[SOURCE MATERIAL — start]

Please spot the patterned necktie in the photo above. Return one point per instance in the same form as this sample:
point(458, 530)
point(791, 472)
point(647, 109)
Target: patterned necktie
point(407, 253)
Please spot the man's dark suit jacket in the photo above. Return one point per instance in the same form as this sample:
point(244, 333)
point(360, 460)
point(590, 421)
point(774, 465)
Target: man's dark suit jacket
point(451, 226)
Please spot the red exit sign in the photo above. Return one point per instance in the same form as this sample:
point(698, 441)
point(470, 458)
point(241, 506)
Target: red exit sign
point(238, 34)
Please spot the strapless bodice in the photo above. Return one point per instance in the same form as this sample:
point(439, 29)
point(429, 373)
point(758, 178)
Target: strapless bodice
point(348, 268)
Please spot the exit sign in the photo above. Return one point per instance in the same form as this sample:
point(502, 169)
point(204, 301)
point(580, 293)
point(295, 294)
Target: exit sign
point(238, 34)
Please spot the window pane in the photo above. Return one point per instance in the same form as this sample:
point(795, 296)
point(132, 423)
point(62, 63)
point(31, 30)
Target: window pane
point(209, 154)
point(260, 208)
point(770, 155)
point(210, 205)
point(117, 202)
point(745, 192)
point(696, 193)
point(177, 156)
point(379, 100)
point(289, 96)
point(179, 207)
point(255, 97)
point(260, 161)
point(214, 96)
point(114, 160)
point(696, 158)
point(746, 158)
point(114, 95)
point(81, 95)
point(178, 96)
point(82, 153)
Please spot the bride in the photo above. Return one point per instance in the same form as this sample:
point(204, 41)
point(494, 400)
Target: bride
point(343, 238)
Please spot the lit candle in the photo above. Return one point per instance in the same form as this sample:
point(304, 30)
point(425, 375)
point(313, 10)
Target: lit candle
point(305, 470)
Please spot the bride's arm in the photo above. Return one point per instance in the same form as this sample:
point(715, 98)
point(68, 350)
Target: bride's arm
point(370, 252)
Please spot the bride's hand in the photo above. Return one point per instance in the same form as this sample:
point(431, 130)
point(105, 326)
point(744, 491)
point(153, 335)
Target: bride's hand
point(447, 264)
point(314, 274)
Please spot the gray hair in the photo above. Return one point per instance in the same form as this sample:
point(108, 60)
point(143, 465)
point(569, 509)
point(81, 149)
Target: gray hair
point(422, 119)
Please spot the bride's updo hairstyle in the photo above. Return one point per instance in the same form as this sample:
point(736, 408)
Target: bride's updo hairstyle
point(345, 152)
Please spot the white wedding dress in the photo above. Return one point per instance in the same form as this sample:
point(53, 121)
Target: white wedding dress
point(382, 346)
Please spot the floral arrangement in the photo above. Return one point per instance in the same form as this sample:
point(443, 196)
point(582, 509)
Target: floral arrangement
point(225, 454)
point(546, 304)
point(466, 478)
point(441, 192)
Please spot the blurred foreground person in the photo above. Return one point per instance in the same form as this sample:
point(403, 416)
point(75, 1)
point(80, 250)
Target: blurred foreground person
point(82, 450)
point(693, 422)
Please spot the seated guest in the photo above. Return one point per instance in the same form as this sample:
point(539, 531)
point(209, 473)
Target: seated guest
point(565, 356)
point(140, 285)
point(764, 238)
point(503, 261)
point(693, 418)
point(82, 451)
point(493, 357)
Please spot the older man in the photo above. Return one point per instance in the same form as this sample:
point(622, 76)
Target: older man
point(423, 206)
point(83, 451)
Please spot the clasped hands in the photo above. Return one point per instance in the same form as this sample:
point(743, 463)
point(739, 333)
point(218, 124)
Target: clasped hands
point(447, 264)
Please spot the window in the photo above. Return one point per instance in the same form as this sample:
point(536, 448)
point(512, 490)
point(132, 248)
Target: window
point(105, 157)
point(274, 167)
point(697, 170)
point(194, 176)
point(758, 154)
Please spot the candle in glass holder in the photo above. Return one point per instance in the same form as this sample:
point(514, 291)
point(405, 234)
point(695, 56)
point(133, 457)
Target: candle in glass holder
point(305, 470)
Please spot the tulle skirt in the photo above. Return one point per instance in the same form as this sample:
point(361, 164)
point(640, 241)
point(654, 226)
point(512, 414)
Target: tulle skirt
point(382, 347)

[SOURCE MATERIAL — finish]

◆ **REQUIRED WORK**
Output exactly the lines from the one containing "Please spot the tulle" through the last line of the records, both included. Output nothing else.

◆ **REPLY**
Please spot the tulle skirt in the photo above. Return one point per instance in the same form as this sample:
point(361, 164)
point(640, 241)
point(654, 226)
point(512, 414)
Target: tulle skirt
point(382, 347)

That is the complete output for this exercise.